= Set problem =
Reproduce word for word the lines of the records below, starting with the line that contains "Could you point at the golden" and going on through the final line of the records.
* * * * * * * * *
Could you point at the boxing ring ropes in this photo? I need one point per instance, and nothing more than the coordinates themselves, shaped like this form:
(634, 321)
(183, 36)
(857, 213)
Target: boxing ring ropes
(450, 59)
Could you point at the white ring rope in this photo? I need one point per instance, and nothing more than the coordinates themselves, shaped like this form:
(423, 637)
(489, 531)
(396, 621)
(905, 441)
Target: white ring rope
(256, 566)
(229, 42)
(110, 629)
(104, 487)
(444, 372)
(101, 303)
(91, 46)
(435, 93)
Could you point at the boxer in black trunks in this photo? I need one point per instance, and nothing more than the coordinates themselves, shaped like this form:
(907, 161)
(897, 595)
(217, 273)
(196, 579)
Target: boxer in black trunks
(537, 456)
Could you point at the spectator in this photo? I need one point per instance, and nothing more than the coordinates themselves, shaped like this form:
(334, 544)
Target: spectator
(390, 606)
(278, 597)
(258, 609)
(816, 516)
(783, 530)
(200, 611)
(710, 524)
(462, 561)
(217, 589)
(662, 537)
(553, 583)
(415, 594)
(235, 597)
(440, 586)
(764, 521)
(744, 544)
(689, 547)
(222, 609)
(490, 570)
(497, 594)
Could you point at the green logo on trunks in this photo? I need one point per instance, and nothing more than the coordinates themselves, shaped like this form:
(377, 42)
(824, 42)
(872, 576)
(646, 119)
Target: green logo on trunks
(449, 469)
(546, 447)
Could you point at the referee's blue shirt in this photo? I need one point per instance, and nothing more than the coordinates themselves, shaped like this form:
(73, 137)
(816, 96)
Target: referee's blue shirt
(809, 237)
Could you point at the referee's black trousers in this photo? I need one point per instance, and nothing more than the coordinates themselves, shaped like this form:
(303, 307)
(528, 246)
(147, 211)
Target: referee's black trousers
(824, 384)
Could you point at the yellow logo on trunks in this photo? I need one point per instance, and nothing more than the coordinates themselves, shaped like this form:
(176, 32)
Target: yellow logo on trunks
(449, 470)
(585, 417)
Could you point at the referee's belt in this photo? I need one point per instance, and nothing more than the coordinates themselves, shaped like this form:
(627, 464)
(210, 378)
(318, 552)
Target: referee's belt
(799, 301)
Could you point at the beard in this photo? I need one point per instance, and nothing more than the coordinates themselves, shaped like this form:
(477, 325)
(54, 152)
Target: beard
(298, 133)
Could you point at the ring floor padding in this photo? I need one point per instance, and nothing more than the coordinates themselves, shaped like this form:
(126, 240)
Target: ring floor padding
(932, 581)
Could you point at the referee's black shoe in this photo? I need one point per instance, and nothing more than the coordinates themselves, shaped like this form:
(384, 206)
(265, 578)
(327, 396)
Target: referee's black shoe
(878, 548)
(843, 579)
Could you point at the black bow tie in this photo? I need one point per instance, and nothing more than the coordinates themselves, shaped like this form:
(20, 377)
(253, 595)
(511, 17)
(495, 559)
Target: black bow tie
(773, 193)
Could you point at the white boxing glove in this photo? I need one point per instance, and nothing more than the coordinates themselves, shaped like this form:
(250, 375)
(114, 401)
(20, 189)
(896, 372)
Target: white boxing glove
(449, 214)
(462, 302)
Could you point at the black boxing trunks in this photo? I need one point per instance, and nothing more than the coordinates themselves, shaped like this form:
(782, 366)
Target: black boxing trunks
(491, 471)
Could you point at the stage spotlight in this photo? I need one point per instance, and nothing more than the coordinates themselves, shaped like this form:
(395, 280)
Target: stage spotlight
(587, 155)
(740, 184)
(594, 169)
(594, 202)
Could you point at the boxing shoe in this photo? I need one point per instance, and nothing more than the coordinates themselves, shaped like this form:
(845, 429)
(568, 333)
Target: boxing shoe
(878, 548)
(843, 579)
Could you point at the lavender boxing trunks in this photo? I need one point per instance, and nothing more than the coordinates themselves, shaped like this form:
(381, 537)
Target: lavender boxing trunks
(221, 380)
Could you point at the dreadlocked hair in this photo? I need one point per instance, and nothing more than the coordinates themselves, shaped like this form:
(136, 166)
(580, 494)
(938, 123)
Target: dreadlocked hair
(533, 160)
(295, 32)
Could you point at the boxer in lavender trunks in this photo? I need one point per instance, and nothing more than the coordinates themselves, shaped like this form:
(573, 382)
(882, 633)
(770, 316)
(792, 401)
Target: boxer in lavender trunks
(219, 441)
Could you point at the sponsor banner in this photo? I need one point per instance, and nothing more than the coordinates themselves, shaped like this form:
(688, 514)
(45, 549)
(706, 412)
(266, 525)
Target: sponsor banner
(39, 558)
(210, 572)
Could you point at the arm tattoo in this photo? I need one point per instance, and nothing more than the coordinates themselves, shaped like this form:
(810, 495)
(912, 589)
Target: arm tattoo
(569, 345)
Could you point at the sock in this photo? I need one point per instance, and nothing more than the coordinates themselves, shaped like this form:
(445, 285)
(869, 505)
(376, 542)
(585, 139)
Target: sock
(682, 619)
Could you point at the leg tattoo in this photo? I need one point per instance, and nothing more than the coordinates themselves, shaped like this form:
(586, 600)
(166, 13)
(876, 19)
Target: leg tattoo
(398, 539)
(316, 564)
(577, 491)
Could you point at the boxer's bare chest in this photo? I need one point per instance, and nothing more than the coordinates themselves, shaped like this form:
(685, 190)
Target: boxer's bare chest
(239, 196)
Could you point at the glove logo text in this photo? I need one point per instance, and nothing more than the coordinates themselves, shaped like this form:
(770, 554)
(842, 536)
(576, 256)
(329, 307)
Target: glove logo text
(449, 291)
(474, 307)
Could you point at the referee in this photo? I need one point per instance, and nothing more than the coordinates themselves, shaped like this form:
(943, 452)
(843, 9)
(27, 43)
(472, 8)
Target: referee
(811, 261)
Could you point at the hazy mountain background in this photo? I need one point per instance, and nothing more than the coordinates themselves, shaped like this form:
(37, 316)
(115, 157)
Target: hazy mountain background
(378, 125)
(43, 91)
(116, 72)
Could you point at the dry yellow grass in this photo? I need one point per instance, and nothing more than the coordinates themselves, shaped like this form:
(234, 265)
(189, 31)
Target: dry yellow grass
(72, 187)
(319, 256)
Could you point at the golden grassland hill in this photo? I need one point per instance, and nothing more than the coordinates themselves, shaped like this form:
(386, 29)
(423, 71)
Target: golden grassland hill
* * * * * * * * *
= Written reply =
Could you point at the golden grassland hill in this photo? I need one point per instance, and nothing more than the coordinates themselves, shaped like this form:
(386, 29)
(423, 71)
Target: golden grassland hill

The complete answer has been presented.